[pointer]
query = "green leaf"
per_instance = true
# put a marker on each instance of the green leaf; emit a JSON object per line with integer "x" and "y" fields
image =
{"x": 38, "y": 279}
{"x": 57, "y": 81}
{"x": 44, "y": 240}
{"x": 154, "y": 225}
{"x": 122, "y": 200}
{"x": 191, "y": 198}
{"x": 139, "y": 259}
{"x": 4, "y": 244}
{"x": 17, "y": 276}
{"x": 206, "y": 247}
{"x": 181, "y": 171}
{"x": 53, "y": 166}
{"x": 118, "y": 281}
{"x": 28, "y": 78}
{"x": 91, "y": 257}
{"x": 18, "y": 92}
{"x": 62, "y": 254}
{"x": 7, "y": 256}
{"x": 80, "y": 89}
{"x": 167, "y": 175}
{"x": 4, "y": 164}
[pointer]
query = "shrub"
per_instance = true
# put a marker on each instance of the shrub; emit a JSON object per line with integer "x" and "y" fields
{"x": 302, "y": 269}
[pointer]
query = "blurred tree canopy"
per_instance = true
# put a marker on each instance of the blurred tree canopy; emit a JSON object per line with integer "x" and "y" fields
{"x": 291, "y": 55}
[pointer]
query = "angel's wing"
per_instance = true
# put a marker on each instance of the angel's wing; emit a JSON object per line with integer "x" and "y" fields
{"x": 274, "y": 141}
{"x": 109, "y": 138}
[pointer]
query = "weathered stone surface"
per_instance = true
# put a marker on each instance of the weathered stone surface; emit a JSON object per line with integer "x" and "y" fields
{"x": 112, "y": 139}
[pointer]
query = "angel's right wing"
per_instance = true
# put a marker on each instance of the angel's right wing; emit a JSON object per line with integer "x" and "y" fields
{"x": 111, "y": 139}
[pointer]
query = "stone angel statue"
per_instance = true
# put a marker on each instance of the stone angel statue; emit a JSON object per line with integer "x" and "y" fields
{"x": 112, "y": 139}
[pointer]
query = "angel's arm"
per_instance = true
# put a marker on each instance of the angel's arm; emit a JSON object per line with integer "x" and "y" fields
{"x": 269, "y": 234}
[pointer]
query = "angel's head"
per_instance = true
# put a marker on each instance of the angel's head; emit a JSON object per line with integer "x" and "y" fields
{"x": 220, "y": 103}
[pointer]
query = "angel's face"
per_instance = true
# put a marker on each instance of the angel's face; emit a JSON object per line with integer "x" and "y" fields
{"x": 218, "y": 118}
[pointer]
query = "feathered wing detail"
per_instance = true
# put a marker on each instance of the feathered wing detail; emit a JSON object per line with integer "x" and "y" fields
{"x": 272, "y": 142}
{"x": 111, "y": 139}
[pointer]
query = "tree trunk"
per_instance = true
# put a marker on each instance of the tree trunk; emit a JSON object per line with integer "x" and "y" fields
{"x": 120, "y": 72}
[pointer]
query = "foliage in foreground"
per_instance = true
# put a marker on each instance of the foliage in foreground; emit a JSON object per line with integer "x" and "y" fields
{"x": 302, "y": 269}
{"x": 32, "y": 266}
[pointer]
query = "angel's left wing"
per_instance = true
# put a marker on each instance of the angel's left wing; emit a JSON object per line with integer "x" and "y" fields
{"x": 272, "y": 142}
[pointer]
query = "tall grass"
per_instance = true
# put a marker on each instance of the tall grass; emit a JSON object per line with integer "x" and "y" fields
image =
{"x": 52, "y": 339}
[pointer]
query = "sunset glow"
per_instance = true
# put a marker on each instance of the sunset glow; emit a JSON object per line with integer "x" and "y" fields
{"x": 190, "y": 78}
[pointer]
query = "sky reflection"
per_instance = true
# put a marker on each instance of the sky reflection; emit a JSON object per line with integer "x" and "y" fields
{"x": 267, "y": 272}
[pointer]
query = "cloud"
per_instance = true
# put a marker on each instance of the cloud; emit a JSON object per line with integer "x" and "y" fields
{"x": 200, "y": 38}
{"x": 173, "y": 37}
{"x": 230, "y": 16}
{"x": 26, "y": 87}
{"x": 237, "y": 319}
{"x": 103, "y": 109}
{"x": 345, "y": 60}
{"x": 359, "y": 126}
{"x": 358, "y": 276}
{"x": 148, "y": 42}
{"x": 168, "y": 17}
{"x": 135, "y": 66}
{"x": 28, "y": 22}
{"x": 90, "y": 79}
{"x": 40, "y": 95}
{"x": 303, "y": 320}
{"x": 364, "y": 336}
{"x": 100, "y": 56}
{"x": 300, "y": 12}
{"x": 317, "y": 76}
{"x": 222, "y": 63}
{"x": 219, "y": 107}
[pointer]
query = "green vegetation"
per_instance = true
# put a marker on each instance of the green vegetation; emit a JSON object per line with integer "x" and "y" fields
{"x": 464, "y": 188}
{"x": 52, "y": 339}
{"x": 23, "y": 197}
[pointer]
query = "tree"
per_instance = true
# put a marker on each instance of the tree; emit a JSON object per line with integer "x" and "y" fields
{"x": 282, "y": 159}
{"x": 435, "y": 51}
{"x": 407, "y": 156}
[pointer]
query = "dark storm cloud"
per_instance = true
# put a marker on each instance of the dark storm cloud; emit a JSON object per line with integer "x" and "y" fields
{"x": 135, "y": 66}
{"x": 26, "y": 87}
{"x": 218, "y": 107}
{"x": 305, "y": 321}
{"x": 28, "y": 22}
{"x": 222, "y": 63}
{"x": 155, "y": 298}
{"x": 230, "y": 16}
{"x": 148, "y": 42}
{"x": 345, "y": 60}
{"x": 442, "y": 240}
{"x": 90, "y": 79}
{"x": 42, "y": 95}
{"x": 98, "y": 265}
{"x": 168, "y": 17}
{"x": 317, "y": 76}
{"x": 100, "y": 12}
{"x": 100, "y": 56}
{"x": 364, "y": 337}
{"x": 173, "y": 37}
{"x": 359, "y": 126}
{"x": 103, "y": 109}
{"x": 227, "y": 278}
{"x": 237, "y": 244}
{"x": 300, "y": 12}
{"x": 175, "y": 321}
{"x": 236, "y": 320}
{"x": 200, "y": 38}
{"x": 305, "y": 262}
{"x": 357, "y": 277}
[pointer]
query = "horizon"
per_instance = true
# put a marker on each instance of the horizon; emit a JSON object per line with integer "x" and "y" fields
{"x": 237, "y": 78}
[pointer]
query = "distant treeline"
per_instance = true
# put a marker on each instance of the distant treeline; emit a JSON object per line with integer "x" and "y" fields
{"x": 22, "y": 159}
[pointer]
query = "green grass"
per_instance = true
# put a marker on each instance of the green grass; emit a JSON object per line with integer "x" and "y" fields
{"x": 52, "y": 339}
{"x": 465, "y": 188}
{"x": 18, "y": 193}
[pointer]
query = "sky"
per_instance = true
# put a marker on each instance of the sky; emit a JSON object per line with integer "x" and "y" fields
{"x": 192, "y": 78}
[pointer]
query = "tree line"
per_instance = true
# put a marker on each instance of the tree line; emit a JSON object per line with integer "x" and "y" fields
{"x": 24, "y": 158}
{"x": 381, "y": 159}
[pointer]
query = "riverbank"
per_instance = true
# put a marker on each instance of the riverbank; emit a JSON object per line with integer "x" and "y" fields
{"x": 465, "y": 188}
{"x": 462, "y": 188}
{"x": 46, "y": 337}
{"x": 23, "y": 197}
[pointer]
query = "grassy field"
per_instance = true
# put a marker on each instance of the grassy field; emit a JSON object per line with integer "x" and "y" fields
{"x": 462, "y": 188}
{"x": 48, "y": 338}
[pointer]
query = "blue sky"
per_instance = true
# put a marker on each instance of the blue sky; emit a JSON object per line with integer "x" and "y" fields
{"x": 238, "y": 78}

Request >> Gather every line of the items above that contains the word "feathered", and copy each one out in its original order.

Answer to the task >>
query = "feathered wing detail"
# put a marker on each instance of the feathered wing detail; emit a JSON object per line with integer "x" and "y" fields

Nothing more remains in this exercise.